Assigned task: Take the entries that follow and write them out again, word for word.

Provided material:
--------

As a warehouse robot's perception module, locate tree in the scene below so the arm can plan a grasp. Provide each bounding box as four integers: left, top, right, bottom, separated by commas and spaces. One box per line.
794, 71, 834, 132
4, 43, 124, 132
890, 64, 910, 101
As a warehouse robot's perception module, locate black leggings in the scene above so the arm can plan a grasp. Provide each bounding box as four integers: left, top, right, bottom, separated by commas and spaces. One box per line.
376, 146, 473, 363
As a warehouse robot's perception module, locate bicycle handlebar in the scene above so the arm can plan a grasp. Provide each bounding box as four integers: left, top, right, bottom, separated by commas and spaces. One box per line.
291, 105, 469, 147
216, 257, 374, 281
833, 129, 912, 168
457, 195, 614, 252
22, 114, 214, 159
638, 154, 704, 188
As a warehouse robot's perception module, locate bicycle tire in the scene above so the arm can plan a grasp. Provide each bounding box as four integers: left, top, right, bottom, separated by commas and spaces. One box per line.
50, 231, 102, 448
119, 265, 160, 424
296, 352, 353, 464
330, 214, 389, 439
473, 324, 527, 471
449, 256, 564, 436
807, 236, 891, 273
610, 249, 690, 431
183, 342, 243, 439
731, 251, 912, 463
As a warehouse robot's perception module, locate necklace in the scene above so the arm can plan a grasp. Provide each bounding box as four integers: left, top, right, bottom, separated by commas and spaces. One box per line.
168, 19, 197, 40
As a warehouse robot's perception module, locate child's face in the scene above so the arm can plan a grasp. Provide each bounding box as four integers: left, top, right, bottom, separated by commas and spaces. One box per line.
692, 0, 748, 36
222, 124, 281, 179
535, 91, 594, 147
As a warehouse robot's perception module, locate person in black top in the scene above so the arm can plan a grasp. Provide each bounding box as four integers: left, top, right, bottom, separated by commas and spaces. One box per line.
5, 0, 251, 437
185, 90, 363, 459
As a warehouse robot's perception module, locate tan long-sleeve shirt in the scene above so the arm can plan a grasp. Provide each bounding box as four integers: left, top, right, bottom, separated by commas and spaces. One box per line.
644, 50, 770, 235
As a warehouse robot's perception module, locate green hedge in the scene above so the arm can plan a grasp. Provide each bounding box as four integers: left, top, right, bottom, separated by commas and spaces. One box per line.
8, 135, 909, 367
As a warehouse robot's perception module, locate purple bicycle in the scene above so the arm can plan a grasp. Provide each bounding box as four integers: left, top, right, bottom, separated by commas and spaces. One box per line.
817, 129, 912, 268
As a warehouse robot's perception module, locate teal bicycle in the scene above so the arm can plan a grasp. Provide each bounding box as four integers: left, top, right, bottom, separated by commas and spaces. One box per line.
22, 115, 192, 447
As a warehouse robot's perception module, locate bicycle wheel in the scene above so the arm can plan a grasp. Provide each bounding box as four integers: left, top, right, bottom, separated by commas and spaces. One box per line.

--------

Result for this task:
As a warehouse robot's perception module, locate tree in the scene below so the arm can plan a grasp. Provide each bounding box as four integers: left, top, right, bottom, separated by commas and spaces. One box per line.
794, 71, 834, 132
4, 43, 124, 132
890, 64, 910, 101
As a warehouse robot's perception module, locate black leggings in the scene above so the arm can plan a grasp. Provide each bounding box as four integers: left, top, right, bottom, separated by commas and spaces. One box per line.
376, 146, 473, 363
As a warehouse robot's perception module, locate bicycle handlebar in the scene above so the arm can plan a grasp. Provide each bounding box as four integers: left, top, right, bottom, separated by commas and spaces. One box per line.
291, 105, 469, 147
216, 257, 374, 281
833, 129, 912, 168
457, 195, 614, 252
22, 114, 214, 159
638, 154, 704, 188
As a warehouse robot's perception module, locate bicycle tire in the scene above so the arm can plan a grasp. Provide each bounding box as four integers: left, top, right, bottom, separated by commas and spaces. One box per line.
50, 231, 102, 448
119, 265, 160, 424
296, 352, 353, 464
330, 214, 389, 439
473, 324, 527, 471
449, 256, 564, 436
807, 236, 891, 273
610, 249, 690, 431
183, 342, 243, 439
731, 251, 912, 463
As a warehouse robot's perception module, locate necklace in the scene above so the arm can plan a grasp. Provide each bounding box as four integers: left, top, right, bottom, separated by commas and spaces. One box per line.
168, 19, 197, 40
As a warehouse robot's perception module, locate child's face in the scene above so the arm can plan a grasp. Provide each bounding box as four integers: left, top, right, bottom, separated by commas and spaces. One box per line.
692, 0, 748, 36
222, 124, 281, 179
535, 91, 594, 147
As a warehouse robot's perception module, locate person in black top in the scene above so the arm can plan a grasp. Provide each bounding box as four integers: left, top, right, bottom, separated by commas and spaces. One box per line.
5, 0, 251, 437
185, 90, 363, 459
As a warehouse robot's perception module, locate tan long-sleeve shirt in the scene above so the arm can plan a grasp. Provide each bounding box as four integers: left, top, right, bottom, separated by commas and spaces. One box per line.
644, 50, 770, 235
As a warehouse robot's perception module, locate green hedge in the scene above so the arm can plan a grasp. Provide each bounding box as four integers: left, top, right, bottom, separated by commas and spaces. One box per line.
8, 135, 909, 367
As a warehouse robot's perception module, locate purple bicycle in the scene above so the arm can plan a grasp. Provide each bounding box as four integers: left, top, right, bottom, separated by commas and spaces. One box per line.
817, 129, 912, 268
As a warehouse robot's perception module, locate teal bicycle in the scene above so the arm can plan a grasp. Provide each bounding box as four integers: left, top, right, bottom, separated by commas and spaces. One box per line.
22, 115, 192, 447
As a warehouse robot's perception module, locate bicycle wheel in the scene above so the arm can plan a grasp. Provide each bounding box as four integers: left, top, right, bottom, separated by commas and spaces. One box per line.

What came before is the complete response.